Activities:
• A. In the forum thread on importing Excel data, what does the first poster want added to a result value that has no qualifier?
• B. Write the next part of the forum thread on importing Excel data, starting after its last post.

Text:
....

Importing non-normalised excel data from different files

wiklendt · Oct 7, 2010

Hey everyone.

Intro
I'm going to tackle an import procedure i've been avoiding for a while - mainly because i have no idea of where to start with this.

Please open the attached PDF (the files are excel, but i've printed to PDF for convenience of showing you guys) so you know what i'm talking about....

ok, so. we have a machine which determines antibiotic resistance of any bacterial isolate you throw into it, and for each sample, we can manually export its results in a single excel file per sample. We currently have a hundred or so of these files, but acquire about 3-4 new ones a week.

Information required to pull out
I've highlighted the fields in the PDF that i'd need to import. Noted also is that the header information isn't always the same number of rows down, and there's other data which is an unknown rows also.

In addition to that, the antibiotic names in the first column can change depending on the test performed on the machine.

Also, the values it provides as a result (e.g., "<=1") i will want to separate the, what i call, 'qualifier' from the value and wherever there is no qualifier, i want to add an equals to it (i.e., "8" becomes "=8") and then split to two fields)

Current competencies
i have several normalised tables in my database, and once the data is imported into it, i can match field data to an ID and append the appropriate FK, but i don't know how to start importing this stuff.

The unknown
i know an import specification is normally used, but it requires column and field names to be identical.... well, that's fine except where the data is all over the shop like in our excel files. not helped by the fact i've never done any import whatsoever (aside from a FE/BE scenario, which is totally different anyhow!).

so how would i go about this one? would i need to parse the info first into some other format and then import, or import and try to filter out redundant data, or some other way?

anyone willing to point me in the right direction? how would you do it?

ta.

Trevor G · Oct 7, 2010

Can you attach a verison of the database in Access 2003 format so we can take a look at the table structure etc, if the data is coming of a spreadsheet as indicated, would it be useful to have a second sheet which is linked so the data goes across the columns and you end up with a single row, that would be easier to use a transferspreadsheet macro or code if necessary.

It may also be useful to upload a sample spreadsheet so this can be worked on as well.

wiklendt · Oct 7, 2010

Sure.

What i've done is arranged the relationship view with the relevant tables. Basically anything with "MIC" in the name. Please bear in mind it is still a work in progess, so don't be shy to voice any major (or even minor) database faux pas you spot.

....

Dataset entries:

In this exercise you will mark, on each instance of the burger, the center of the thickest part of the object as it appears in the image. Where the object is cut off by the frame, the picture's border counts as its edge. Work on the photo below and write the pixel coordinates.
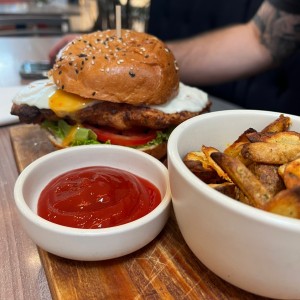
(107, 87)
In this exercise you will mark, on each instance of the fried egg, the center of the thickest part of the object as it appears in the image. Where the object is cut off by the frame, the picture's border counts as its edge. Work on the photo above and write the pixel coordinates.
(44, 95)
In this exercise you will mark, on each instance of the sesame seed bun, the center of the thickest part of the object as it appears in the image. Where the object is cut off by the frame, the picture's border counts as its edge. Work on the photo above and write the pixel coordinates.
(136, 69)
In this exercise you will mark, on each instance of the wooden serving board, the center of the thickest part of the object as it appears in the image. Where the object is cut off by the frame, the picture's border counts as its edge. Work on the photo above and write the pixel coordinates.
(164, 269)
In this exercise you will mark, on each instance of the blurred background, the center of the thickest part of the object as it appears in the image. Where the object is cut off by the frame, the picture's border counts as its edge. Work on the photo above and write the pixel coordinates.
(277, 89)
(58, 17)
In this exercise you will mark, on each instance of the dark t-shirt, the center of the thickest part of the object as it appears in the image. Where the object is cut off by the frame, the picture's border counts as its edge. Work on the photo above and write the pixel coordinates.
(290, 6)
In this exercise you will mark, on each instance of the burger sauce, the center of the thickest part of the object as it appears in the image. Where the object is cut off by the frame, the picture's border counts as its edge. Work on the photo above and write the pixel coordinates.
(97, 197)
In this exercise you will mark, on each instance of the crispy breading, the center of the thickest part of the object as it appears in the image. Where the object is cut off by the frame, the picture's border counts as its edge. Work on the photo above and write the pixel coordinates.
(270, 153)
(103, 113)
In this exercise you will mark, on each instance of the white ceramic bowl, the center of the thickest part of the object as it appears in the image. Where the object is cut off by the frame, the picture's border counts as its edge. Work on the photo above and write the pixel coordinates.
(91, 244)
(252, 249)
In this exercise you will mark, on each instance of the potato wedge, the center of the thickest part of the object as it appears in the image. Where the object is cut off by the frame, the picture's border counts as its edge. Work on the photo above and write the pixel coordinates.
(257, 194)
(226, 188)
(282, 123)
(268, 176)
(197, 163)
(285, 203)
(235, 148)
(291, 175)
(286, 137)
(208, 151)
(270, 153)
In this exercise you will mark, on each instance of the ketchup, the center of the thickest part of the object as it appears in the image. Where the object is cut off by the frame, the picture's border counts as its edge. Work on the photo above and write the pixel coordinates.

....

Answers for the tasks:
• A. An equals sign, so that "8" becomes "=8".

• B.
I suppose i should now explain some of the process...

antimicrobials are added to a panel, which form a standard test (there may be several of these standard tests).

to make a test 'run', we combine an isolate with a panel.

this run then can have many results as each panel has multiple antimicrobials.

each result is dependent on the combination of antimicrobial/panel/isolate, and is given a 'qualifier', a value, and an interpretation (as per the machine).

this particular DB attached is missing the 'marker' and 'rules' tables, but they are a 1-M with the result table linked by MICrunID (i.e., any one run (nb: 'run', not 'result') can have many rules/markers associated). these marker and rule tables may look like they have similar data in them and should be in the same table, but the machine sometimes gives the same rule code for different descriptors between the two, so i've kept them as separate tables in my DB. while the excel sheet has a column for rule codes within the antimicrobial results rows, i've never seen the machine put any there, they are always below the antimicrobials results just like in the sample excel file.

DCrake · Oct 7, 2010

In my experience what I have done is to create a second worksheet which has the correct column headings in row 1 and in row 2 I reference the cells in sheet 1 as per the column headings. That way you are turning the data 90 degrees.

Then when you import the data you refer to sheet 2 for the source data.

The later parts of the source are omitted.